TEXT BLOCK:
********************
What are the excuses we give for not considering missions?
I am settled in my life I am living now.
I can’t stand spicy and wierd food so I can’t go to another country.
I don’t learn languages well.
People from other cultures get on my nerves too much. (We probably wouldn’t say this, but we act on it)
The excuse that Peter was giving is that the gospel is meant only for a certain group of people.
Missions is different from evangelism in that missions focuses on cross-cultural evangelism. Missions means crossing over langauge, cultural, ethnic boundaries to get the gospel to people. God gave Peter this vision three times to drive home this message that the gospel needed to break out of the Jewish confines into the rest of the world. This event in the history was the beginning of something new. The gospel would explode accross the world from this point.
In the following verses we see Peter comes to Cornelius having thought about the vision. In Acts 10: 17 “Now while Peter doubted in himself what this vision which he had seen should mean, behold, the men which were sent from Cornelius had made inquiry for Simon’s house, and stood before the gate,” Peter was not quite sure what to make of the vision. But God reveals exactly what he meant when he tells him in vs 20 Arise, go down and go with these men doubting nothing. Peter arrives at Cornelius’ house and hears the story of what God was doing, preaches the gospel and in vs 44-48 everyone who hears the message gets saved.
This amazed Peter and the Jewish believers that he had brought with him.
The boundary to God doing a great work in World Wide Missions is our own stubbornness and mental blocks that we allow to keep us from being obedient. Peter even told these people his hesitantcy to preach the gospel to them. Acts 10:28-29 “And he said unto them, Ye know how that it is an unlawful thing for a man that is a Jew to keep company, or come unto one of another nation; but God hath shewed me that I should not call any man common or unclean. Therefore came I unto you without gainsaying, as soon as I was sent for: I ask therefore for what intent ye have sent for me?”

God’s desire for World Wide Missions

Gen 12:1-3 “Now the Lord had said unto Abram, Get thee out of thy country, and from thy kindred, and from thy father’s house, unto a land that I will shew thee: And I will make of thee a great nation, and I will bless thee, and make thy name great; and thou shalt be a blessing: And I will bless them that bless thee, and curse him that curseth thee: and in thee shall all families of the earth be blessed.” God’s heart for all the peoples of the world was seen all the way back in the Abrahamic Covenant. God did not intend to just bless Israel. But all the world would be blessed by the Messiah who would come through Israel.
Rev 5:9 “And they sung a new song, saying, Thou art worthy to take the book, and to open the seals thereof: for thou wast slain, and hast redeemed us to God by thy blood out of every kindred, and tongue, and people, and nation;”
********************
WRITTEN TASK 1:
Pull out every line in the records that contains the word "woman" and copy each one.
The text on missions and the records have nothing to do with each other.

(Excerpts of point annotation data)
********************
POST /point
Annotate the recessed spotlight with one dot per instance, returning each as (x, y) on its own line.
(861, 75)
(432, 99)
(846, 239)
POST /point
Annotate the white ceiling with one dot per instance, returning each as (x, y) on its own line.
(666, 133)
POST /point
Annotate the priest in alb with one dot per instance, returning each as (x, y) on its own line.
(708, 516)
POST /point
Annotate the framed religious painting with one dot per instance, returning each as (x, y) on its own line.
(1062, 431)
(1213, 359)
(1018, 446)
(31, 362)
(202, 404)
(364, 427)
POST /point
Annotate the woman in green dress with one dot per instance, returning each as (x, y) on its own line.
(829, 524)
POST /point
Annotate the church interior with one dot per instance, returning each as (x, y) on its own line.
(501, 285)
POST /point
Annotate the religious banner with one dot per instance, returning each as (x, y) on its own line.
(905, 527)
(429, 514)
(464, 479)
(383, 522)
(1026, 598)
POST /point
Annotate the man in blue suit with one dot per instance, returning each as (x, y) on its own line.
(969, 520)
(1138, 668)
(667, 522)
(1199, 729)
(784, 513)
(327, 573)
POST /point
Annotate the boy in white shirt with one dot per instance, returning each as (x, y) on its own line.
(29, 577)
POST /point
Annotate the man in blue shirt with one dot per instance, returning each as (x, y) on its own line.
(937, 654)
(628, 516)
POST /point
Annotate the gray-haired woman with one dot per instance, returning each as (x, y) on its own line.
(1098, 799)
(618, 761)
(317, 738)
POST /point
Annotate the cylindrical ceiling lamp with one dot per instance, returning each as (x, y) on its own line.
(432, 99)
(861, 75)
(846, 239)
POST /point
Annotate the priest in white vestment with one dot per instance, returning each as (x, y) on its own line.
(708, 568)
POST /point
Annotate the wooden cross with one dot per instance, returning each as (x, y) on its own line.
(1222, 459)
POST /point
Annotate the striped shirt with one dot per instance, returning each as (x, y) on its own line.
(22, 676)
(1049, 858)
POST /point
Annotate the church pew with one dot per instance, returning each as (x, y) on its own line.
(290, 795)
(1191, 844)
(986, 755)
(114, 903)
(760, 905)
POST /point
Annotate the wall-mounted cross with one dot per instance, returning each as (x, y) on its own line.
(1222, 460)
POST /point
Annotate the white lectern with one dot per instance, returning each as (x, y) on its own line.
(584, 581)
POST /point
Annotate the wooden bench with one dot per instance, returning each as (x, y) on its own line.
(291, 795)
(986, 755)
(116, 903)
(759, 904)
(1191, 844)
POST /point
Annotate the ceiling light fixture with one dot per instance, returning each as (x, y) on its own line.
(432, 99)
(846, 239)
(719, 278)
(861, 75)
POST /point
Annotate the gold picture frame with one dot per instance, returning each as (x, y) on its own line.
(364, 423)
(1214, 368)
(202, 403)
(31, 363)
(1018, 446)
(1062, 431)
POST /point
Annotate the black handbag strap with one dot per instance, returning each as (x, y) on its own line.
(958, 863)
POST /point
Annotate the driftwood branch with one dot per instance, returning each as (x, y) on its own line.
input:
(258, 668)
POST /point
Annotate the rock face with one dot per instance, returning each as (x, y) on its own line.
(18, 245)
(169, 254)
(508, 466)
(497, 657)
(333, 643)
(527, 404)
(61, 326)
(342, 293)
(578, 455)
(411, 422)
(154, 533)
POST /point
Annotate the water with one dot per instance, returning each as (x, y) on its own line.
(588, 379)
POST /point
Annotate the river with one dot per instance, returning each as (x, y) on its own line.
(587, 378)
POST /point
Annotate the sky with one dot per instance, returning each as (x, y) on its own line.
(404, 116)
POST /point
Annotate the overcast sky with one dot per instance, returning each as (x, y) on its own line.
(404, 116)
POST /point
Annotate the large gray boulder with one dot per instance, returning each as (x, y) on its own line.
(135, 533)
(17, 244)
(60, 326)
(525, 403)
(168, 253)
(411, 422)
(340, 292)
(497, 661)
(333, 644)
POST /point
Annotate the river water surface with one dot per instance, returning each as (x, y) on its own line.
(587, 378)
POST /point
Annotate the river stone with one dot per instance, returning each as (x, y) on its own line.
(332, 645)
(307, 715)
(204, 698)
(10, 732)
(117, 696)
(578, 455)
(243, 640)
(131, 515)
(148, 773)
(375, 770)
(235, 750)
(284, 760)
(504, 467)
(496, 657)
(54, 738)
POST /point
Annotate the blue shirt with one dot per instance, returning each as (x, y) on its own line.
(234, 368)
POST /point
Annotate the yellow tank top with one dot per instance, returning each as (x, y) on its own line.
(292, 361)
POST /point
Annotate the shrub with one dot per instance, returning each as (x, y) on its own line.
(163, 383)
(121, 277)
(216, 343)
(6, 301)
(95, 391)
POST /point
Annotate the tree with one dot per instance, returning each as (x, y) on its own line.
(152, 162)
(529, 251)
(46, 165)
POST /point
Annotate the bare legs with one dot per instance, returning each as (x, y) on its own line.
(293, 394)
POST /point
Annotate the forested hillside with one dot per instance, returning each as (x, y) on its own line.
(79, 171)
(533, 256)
********************
WRITTEN TASK 2:
Pick up the text on missions right after its last line and keep it going.

REPLY 1:
Annotate the woman in green dress with one dot per instance, returning each as (x, y) on its own line.
Annotate the gray-haired woman with one dot per instance, returning each as (x, y) on its own line.

REPLY 2:
Psalm 86:9 “All nations whom thou hast made shall come And worship before thee, O Lord; And shall glorify thy name.”
Isa 49:6 “And he said, It is a light thing that thou shouldest be my servant To raise up the tribes of Jacob, And to restore the preserved of Israel: I will also give thee for a light to the Gentiles, That thou mayest be my salvation unto the end of the earth.”
Isaiah 55:5 “Behold, thou shalt call a nation that thou knowest not, And nations that knew not thee shall run unto thee Because of the Lord thy God, And for the Holy One of Israel; for he hath glorified thee.”
Isa 66:18-19 “For I know their works and their thoughts: It shall come, that I will gather all nations and tongues; And they shall come, and see my glory. And I will set a sign among them, And I will send those that escape of them unto the nations, To Tarshish, Pul, and Lud, that draw the bow, To Tubal, and Javan, to the isles afar off, That have not heard my fame, neither have seen my glory; And they shall declare my glory among the Gentiles.”
Psalm 67: 1-2 “God be merciful unto us, and bless us; And cause his face to shine upon us; Selah. That thy way may be known upon earth, Thy saving health among all nations.” Blessings came to Israel so that they could reach the nations.
Romans 15:20 “Yea, so have I strived to preach the gospel, not where Christ was named, lest I should build upon another man’s foundation:”
Matt 28:19-20 “Go ye therefore, and teach all nations, baptizing them in the name of the Father, and of the Son, and of the Holy Ghost: Teaching them to observe all things whatsoever I have commanded you: and, lo, I am with you alway, even unto the end of the world. Amen.”
This passage is often called the Great Commission because Jesus commissioned us to give the gospel out. Notice we are not told to give the gospel just to every person, we are told to get the gospel out to every nation. The word nation is the Greek word ethne which means people groups. Ethne are not defined by political boundaries. Nations here are not like the country of China or India. Nations refers to ethnic groups.
Within a single country there can be many different ethnic groups that have their own cultural identity, language and religion. Within India alone there are over 2,373 people groups. 700 distinct languages all within one country. God is telling us t get the gospel to all these tribal, ethnic groups of the world, so that every kindred, and tongue and people and nation will be present to worship God in heaven.
It is sometimes argued that these verses were given only to the Apostles. The problem with that argument is that God promises that while we do that He will be with us until the end of the world. God promises to be with those who preach this message until the end of time. The apostles dies in the first few years of Christianity, so if this command was only to the Apostles why make a promise that would last until the end of the world?
God does not desire for the gospel to just belong to one group of people or one nation on the face of the earth. He does not want it just to belong to the five nations that most missionaries go to. God wants the gospel to break out of the normal boundaries that we have imposed on it. That means that we out to take seriously this work of World Wide Missions. I know we can’t all go, but can somebody go.

Conclusion:

Why should World Wide Missions be important to us? Because Jesus Christ is lord of all. The center of Peter’s message is that God does not play favorites and God is not just a God of the Jews or of the Christians, but Jesus is Lord of all.
Jesus has not limited the gospel to one particular group, but wants that message to break through cultural, language, ethnic and political boundaries.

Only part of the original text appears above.